TEXT PROVIDED =>
--- --- ---

SECURITIES AND EXCHANGE COMMISSION

WASHINGTON, D.C.  20549


FORM 8-K


CURRENT REPORT

PURSUANT TO SECTION 13 OR 15(d) OF THE

SECURITIES EXCHANGE ACT OF 1934



Date of report (Date of earliest event reported): September 25, 2015



JOLLEY MARKETING, INC.

(Exact Name of Registrant as Specified in Charter)


Nevada

000-53500

87-0622284

(State or other jurisdiction of incorporation or organization)

(Commission File No.)

(I.R.S. Employer Identification No.)

 

 

664 South Alvey Dr., Mapleton, UT

84664

(Address of principal executive offices)

(Zip Code)

 

 

(801) 489-4802

(Registrant’s telephone number, including area code)














Item 4.01

Changes in Registrant’s Certifying Accountant.

--- --- ---

DATA BLOCK =>
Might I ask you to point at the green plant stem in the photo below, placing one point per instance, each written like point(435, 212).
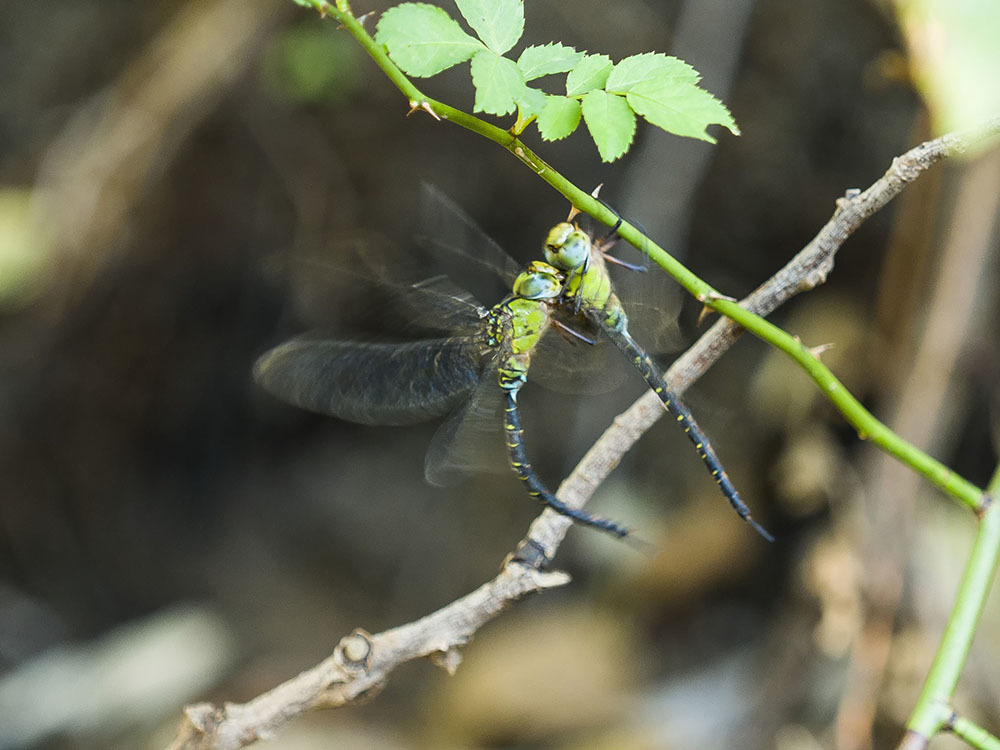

--- --- ---

TASK GOAL =>
What date does the Form 8-K excerpt give as the date of report? The listing has no connection to the Form 8-K excerpt.

SOLUTION TO THE EXERCISE =>
September 25, 2015